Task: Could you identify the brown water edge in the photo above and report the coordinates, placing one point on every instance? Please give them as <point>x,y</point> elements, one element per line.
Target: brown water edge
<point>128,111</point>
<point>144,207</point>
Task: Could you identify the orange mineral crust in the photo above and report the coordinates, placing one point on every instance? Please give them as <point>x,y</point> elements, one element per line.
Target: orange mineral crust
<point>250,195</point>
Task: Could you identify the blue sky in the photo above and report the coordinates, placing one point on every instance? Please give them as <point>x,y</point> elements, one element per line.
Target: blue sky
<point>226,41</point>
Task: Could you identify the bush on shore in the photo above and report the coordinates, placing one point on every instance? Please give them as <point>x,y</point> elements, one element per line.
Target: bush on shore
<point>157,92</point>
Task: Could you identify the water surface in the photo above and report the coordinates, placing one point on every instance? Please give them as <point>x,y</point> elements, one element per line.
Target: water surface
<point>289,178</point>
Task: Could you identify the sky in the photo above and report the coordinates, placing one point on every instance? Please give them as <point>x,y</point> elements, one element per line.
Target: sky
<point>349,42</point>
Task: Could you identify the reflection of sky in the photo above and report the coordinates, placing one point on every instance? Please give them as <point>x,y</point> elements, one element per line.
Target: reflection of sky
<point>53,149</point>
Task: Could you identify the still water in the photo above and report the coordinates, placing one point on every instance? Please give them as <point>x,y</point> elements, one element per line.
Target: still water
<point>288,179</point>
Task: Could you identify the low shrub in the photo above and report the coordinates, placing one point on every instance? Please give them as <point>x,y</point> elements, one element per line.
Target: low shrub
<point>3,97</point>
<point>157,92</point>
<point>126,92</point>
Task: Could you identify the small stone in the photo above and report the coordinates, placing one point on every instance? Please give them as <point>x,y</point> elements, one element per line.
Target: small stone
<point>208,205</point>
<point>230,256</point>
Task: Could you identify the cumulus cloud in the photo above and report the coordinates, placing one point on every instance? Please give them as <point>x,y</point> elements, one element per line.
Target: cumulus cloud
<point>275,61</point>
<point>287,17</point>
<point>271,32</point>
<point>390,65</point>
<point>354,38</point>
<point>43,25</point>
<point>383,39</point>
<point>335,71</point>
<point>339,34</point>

What is required: The required output is every line above from the one with "Task: Could you identify the bush" down to the one with "Task: Could you identify the sky", restated word for word, ends included.

Output for this task:
Task: Could you identify the bush on shore in the photo above and report the coordinates, placing one point on every instance? Please give them as <point>x,y</point> elements, one element per line.
Target: bush on shore
<point>157,92</point>
Task: Could you identify the water surface in the photo above and report the coordinates, placing one point on every instance? Please give them as <point>x,y</point> elements, one element per line.
Target: water surface
<point>289,178</point>
Task: Could you identify the sky in the photo above and report the coordinates, placing one point on every instance? Please give them as <point>x,y</point> elements, one element per line.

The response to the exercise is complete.